Page text >>
========================================

The Observation That Started It All

Mona Muguma Ssebuliba did not arrive at her argument through research papers or management theory. According to her own account, the insight began with a casual observation: watching football matches and noticing that teams which had competed strongly for the majority of a game often collapsed in the final minutes. The pattern nagged at her. What was actually failing — the players' fitness, or something less visible?

The question became the centrepiece of a talk she gave to governance leaders participating in a mentorship programme run by The Chartered Governance Institute UK-Ireland's Uganda and East Africa Region, focused on self-awareness, self-management, and leadership.

The Internal Ceiling

Ssebuliba's core claim is direct and uncomfortable: our upper limits are usually not imposed from outside. As she argues, leaders often lose in their minds before they lose anywhere else. By her account, the ceiling is not about intelligence, qualifications, or potential — it is about the capacity to remain steady when circumstances deteriorate.

She defines this capacity in concrete terms: how much uncertainty, disappointment, criticism, or failure a person can absorb without losing sight of who they are and where they are going. This is a notably non-romantic definition of resilience. She is not describing optimism or grit in the popular sense, but something closer to psychological load-bearing — the structural strength to hold shape under pressure.

The '80th Minute' as a Leadership Metaphor

The football metaphor gives her framework a specific and useful shape. Ssebuliba describes every meaningful goal as having an 'eightieth minute' — the point where fatigue accumulates, confidence fractures, and the temptation to stop feels rational. She contends that these moments do not define a leader. What defines them is how they respond.

This is not a new idea, but the context matters. She was speaking to governance professionals — people whose work involves institutional accountability, board-level decision-making, and long-cycle impact. The 'eightieth minute' for them is not a match; it might be a prolonged reform process, a governance crisis, or sustained scrutiny. The metaphor lands differently in that room than it would in a general motivational setting.

========================================

Information shown >>
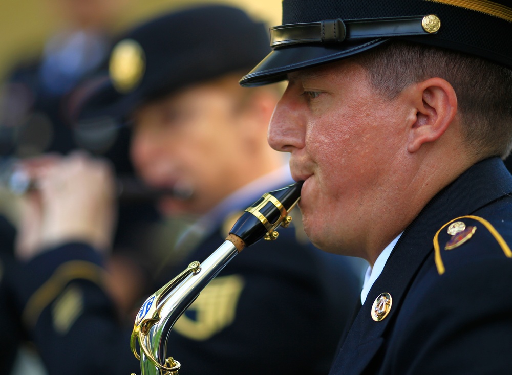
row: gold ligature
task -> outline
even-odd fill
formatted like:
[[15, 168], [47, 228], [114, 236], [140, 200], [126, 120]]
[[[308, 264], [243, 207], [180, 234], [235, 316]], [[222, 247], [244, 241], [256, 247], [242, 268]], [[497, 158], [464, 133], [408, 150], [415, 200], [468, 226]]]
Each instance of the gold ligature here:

========================================

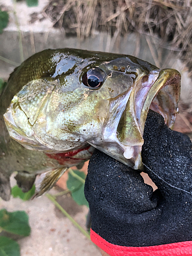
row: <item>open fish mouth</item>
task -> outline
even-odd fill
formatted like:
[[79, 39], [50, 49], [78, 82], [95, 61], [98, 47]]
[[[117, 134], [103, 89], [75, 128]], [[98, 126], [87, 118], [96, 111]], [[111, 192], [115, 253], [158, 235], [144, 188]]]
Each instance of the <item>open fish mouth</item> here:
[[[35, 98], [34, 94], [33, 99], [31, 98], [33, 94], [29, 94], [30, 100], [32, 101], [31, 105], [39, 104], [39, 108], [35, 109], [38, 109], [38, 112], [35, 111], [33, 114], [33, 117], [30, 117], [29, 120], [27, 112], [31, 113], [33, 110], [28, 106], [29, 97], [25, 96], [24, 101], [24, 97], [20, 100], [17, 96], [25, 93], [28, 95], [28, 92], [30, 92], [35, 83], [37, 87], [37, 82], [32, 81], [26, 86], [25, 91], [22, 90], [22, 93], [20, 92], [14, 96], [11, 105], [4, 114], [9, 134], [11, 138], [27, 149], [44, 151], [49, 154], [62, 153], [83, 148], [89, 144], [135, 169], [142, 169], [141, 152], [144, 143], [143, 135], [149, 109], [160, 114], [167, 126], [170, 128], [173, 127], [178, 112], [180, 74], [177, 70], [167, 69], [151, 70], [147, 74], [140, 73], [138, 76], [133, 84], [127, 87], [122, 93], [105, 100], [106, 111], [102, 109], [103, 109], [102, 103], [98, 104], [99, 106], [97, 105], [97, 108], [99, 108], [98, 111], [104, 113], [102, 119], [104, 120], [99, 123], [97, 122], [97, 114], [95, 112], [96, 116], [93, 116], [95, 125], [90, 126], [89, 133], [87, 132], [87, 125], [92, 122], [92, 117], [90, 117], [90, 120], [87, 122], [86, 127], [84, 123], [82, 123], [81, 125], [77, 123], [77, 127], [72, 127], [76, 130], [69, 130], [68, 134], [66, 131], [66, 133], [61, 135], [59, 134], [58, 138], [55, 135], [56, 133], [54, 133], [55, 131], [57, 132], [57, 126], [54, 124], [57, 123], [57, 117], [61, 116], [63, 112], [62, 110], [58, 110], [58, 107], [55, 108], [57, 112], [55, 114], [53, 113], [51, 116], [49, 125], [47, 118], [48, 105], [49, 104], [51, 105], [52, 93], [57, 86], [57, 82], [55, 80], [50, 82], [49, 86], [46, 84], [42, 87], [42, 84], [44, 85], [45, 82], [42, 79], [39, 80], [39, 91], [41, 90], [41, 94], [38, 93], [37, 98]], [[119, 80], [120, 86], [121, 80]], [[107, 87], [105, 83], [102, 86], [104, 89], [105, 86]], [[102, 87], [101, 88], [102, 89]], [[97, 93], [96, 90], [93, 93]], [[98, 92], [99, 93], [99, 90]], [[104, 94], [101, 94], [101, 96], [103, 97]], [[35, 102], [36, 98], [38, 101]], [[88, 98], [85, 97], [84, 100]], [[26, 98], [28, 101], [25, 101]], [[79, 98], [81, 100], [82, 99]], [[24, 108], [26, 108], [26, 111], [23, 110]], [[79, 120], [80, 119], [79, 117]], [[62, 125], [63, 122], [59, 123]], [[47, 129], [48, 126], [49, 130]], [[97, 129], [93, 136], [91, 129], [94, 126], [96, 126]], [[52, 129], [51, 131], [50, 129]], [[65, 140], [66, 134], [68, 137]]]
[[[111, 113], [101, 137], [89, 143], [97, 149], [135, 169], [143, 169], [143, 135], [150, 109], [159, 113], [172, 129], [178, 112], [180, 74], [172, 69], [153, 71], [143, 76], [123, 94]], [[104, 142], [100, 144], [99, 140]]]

========================================

Can you carry on the article about Mona Muguma Ssebuliba's leadership talk above, picking up after its last sentence, which ends "in a general motivational setting"?

Written answer >>
Resilience is not the absence of difficulty. It is the ability to stay present, stay disciplined, and stay hopeful when the outcome is still uncertain.
Mona Muguma Ssebuliba, governance and leadership practitionerVerified

Self-Awareness as Diagnostic, Not Decorative

What distinguishes Ssebuliba's framing from standard leadership rhetoric is her emphasis on locating the upper limit, not merely transcending it. She argues that one of the most important acts of self-awareness is recognising where your upper limit currently sits. Only then can self-management — the daily, incremental work of pushing it further — begin.

This sequence matters. Many leadership frameworks skip straight to expansion without the diagnostic step. Ssebuliba's approach implies that leaders who do not know their own ceiling cannot manage it; they will simply hit it, repeatedly and unknowingly, and attribute the failure to external circumstances.

What This Suggests About Her Leadership Philosophy

Read together, Ssebuliba's reflections sketch a philosophy that is rigorous rather than inspirational. Resilience, in her framing, is not the absence of difficulty but — as she puts it — the ability to stay present, stay disciplined, and stay hopeful when the outcome is still uncertain. The three-part formulation is deliberate: presence, discipline, and hope are distinct capacities, each of which can erode independently. A leader might remain disciplined while losing hope, or stay hopeful while becoming dissociated from the present reality. All three must hold simultaneously. That is the actual challenge she is naming.